| Records for this task |
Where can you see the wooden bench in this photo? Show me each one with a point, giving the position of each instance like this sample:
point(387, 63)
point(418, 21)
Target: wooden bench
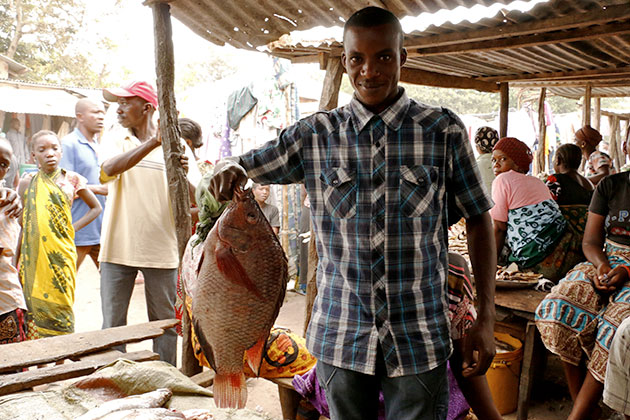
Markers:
point(74, 355)
point(522, 304)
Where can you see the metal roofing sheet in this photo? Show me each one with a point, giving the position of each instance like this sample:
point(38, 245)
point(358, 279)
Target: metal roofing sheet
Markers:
point(572, 43)
point(252, 23)
point(38, 99)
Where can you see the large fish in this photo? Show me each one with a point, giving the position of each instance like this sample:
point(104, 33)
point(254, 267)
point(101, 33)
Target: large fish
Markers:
point(240, 288)
point(151, 399)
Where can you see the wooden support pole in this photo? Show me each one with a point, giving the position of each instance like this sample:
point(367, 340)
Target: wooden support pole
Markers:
point(504, 90)
point(614, 147)
point(541, 152)
point(173, 149)
point(332, 82)
point(586, 106)
point(598, 113)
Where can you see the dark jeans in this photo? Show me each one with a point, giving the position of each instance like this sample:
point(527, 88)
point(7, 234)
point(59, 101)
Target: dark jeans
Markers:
point(354, 396)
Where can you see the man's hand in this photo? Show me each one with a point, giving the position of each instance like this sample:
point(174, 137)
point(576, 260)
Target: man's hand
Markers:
point(479, 348)
point(10, 200)
point(227, 175)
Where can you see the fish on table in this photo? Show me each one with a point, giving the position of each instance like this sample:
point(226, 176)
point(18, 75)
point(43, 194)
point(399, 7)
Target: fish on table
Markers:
point(240, 287)
point(151, 399)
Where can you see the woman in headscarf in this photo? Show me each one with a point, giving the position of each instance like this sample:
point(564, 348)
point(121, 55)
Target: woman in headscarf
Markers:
point(597, 164)
point(525, 214)
point(485, 139)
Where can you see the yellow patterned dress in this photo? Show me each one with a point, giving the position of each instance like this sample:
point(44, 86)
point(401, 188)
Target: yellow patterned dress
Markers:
point(48, 257)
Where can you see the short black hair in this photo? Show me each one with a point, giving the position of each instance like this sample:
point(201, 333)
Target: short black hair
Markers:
point(191, 130)
point(373, 16)
point(570, 155)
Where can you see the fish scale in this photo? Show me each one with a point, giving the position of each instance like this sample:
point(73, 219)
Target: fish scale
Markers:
point(240, 288)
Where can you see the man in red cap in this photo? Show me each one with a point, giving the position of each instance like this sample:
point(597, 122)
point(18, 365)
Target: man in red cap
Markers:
point(138, 228)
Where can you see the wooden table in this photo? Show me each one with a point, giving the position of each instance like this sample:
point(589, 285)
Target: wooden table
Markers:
point(522, 303)
point(74, 355)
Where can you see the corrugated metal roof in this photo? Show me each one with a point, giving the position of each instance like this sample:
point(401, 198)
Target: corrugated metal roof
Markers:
point(253, 23)
point(569, 42)
point(31, 98)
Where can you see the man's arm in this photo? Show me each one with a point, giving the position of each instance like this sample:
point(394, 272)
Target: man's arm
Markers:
point(127, 160)
point(479, 347)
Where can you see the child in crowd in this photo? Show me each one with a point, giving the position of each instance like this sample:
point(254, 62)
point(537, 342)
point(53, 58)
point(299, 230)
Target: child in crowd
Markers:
point(567, 186)
point(537, 233)
point(12, 304)
point(271, 212)
point(48, 255)
point(485, 139)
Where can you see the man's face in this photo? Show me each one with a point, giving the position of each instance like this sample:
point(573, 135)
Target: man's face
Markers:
point(373, 58)
point(132, 111)
point(92, 117)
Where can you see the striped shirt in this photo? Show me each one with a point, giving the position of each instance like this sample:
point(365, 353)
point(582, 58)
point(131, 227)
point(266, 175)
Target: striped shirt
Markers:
point(381, 187)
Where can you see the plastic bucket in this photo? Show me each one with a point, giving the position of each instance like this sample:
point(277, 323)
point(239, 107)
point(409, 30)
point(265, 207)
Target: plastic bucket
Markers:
point(504, 374)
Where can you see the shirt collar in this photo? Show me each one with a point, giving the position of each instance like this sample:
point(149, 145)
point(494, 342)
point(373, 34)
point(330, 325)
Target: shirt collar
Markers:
point(392, 116)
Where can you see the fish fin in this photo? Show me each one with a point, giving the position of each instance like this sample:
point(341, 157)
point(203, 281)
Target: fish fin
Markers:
point(232, 269)
point(206, 348)
point(255, 354)
point(230, 391)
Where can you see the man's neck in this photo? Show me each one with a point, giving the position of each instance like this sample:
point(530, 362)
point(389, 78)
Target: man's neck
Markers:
point(144, 131)
point(89, 136)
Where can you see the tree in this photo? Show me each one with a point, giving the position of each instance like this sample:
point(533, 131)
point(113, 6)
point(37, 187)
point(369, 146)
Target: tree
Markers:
point(40, 33)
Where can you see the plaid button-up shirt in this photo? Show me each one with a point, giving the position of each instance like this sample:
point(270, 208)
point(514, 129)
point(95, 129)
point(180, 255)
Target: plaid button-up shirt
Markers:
point(381, 187)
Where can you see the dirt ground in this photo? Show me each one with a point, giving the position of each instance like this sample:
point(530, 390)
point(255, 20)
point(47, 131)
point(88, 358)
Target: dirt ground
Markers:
point(550, 400)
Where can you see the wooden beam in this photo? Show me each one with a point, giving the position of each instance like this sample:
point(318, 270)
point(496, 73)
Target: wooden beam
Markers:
point(540, 161)
point(504, 109)
point(53, 349)
point(611, 72)
point(427, 78)
point(610, 14)
point(580, 34)
point(598, 114)
point(332, 82)
point(586, 106)
point(173, 149)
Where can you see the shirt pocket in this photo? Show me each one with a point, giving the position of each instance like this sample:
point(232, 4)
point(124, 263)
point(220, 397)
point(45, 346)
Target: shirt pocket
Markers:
point(339, 192)
point(418, 191)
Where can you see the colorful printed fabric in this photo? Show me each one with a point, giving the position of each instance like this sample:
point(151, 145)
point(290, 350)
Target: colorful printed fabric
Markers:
point(12, 327)
point(48, 260)
point(575, 319)
point(533, 230)
point(567, 253)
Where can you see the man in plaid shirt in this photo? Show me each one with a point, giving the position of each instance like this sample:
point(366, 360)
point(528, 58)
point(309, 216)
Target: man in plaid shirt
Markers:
point(383, 175)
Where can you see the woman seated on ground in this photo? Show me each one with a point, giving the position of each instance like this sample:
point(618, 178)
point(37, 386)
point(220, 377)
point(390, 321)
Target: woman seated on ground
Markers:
point(597, 164)
point(538, 235)
point(580, 315)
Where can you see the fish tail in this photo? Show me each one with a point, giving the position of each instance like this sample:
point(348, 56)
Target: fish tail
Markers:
point(230, 391)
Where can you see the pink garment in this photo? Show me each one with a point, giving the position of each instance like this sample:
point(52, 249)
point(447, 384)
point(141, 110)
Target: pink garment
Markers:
point(513, 190)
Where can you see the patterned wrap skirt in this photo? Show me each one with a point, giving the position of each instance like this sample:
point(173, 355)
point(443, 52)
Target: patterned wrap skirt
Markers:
point(576, 320)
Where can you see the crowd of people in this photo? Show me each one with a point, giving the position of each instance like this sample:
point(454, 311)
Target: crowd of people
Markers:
point(385, 176)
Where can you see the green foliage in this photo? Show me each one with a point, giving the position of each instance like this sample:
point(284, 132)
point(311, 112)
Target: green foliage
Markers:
point(40, 35)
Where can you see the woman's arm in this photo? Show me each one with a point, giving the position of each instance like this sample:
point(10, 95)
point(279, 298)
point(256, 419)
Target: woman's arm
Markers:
point(95, 209)
point(500, 229)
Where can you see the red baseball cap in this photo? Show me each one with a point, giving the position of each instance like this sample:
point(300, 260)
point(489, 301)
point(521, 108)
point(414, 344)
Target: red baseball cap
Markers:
point(141, 89)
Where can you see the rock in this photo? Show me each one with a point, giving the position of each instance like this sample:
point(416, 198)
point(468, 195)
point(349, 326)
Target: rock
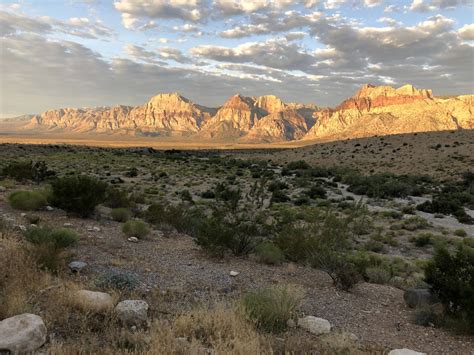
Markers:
point(97, 302)
point(76, 266)
point(404, 352)
point(315, 325)
point(132, 312)
point(23, 333)
point(418, 297)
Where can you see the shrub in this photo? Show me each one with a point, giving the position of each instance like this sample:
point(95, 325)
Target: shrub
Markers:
point(121, 214)
point(136, 229)
point(115, 198)
point(48, 245)
point(269, 253)
point(271, 308)
point(118, 280)
point(422, 240)
point(78, 194)
point(378, 275)
point(27, 200)
point(460, 233)
point(450, 276)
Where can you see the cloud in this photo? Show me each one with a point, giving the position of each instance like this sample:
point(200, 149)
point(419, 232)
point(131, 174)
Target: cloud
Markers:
point(427, 5)
point(11, 23)
point(134, 11)
point(466, 32)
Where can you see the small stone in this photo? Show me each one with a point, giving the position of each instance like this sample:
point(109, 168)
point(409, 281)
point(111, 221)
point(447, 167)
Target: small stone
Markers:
point(315, 325)
point(23, 333)
point(421, 297)
point(98, 302)
point(132, 312)
point(404, 352)
point(76, 266)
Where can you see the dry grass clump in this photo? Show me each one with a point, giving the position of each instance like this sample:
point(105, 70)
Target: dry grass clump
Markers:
point(221, 328)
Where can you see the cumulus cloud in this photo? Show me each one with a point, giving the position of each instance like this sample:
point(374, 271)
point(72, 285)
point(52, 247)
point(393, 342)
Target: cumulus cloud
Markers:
point(466, 32)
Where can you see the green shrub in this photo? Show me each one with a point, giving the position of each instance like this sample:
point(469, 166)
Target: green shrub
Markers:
point(78, 194)
point(48, 244)
point(27, 170)
point(378, 275)
point(27, 200)
point(118, 280)
point(116, 198)
point(422, 240)
point(269, 253)
point(451, 278)
point(121, 214)
point(137, 229)
point(460, 233)
point(271, 308)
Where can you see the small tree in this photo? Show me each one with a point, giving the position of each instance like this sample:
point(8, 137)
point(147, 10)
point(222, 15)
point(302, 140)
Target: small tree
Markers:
point(78, 194)
point(451, 278)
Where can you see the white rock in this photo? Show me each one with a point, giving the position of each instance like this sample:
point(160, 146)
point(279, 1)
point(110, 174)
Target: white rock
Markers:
point(23, 333)
point(315, 325)
point(77, 266)
point(132, 312)
point(404, 352)
point(97, 302)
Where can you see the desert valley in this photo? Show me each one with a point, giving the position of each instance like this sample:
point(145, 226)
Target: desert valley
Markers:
point(220, 177)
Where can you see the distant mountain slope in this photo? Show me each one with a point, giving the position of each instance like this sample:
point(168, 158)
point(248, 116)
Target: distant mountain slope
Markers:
point(373, 110)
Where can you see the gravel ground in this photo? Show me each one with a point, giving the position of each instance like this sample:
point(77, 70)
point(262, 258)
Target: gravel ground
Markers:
point(172, 263)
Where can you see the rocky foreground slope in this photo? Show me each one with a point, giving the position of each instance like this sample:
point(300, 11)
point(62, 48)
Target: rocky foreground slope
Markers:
point(373, 110)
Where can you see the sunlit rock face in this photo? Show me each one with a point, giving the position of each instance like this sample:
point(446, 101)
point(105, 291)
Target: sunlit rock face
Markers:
point(381, 110)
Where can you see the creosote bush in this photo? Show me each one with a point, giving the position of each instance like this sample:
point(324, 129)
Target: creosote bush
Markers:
point(269, 253)
point(78, 194)
point(27, 200)
point(271, 308)
point(136, 229)
point(451, 277)
point(48, 245)
point(121, 214)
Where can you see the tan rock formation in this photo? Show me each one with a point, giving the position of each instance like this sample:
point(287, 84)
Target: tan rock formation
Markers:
point(385, 110)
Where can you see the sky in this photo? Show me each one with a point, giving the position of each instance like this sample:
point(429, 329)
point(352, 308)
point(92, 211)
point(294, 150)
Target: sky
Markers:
point(73, 53)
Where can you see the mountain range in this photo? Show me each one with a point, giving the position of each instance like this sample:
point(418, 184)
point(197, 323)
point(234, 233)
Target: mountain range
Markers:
point(373, 110)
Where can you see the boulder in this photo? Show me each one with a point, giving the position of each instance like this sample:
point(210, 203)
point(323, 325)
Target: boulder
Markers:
point(404, 352)
point(97, 302)
point(23, 333)
point(315, 325)
point(418, 297)
point(76, 266)
point(132, 312)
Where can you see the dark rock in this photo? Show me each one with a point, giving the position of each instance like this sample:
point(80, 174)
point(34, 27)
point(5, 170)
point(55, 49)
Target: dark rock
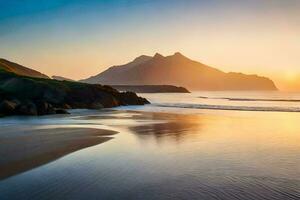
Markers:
point(130, 98)
point(96, 105)
point(44, 108)
point(8, 107)
point(61, 111)
point(27, 109)
point(67, 106)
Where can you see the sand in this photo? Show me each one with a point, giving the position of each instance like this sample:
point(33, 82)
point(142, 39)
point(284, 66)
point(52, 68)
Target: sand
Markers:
point(22, 150)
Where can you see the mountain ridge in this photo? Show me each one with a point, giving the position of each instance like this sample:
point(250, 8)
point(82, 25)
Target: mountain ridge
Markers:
point(177, 69)
point(21, 70)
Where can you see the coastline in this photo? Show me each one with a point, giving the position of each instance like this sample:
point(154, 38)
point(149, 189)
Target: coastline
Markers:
point(24, 150)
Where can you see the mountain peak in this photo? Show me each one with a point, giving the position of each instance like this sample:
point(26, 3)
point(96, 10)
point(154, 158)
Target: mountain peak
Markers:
point(157, 55)
point(178, 54)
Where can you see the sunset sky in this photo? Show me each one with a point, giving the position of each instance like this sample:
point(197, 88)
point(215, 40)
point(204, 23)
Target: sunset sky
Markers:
point(80, 38)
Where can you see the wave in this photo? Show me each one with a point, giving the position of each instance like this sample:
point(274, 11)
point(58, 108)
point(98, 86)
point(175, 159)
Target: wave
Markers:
point(251, 99)
point(227, 107)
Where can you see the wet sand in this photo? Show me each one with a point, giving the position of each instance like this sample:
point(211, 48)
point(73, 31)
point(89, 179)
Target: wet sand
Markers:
point(22, 150)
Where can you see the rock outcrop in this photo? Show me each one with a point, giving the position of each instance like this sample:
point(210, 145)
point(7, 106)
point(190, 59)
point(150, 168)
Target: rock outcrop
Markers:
point(23, 95)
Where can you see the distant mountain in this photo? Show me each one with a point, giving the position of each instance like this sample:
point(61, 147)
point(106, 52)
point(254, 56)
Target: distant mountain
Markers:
point(151, 88)
point(61, 78)
point(19, 69)
point(179, 70)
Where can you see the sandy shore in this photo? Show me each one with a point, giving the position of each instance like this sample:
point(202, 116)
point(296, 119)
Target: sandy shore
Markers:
point(23, 150)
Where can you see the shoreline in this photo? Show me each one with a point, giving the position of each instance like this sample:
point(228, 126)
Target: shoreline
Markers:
point(21, 151)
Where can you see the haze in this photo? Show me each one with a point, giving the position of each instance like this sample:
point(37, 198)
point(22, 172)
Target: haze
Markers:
point(78, 39)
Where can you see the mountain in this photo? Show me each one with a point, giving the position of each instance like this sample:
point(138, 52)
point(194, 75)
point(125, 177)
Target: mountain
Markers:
point(61, 78)
point(151, 88)
point(179, 70)
point(26, 95)
point(19, 69)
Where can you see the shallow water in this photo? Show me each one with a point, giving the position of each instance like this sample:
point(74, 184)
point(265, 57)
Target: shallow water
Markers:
point(205, 155)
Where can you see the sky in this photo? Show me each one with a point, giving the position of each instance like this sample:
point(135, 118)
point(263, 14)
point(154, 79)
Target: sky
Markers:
point(81, 38)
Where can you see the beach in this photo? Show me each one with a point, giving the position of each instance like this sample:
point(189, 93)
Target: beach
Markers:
point(156, 153)
point(25, 148)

| Task item |
Using the data above, transcribe the lines that run from the line with "point(33, 82)" to the line with "Where can you see the coastline", both ends kept, and output nothing else.

| Task result |
point(33, 82)
point(142, 39)
point(284, 66)
point(52, 68)
Target: sand
Markers:
point(22, 150)
Where can you see the mountain ridge in this photo? Show me each one with a point, giving the position of each instance like this sample:
point(250, 8)
point(82, 25)
Target: mountain ridge
Markers:
point(177, 69)
point(21, 70)
Where can you see the coastline in this photo? Show me each one with a point, giving the position of each instance like this sample:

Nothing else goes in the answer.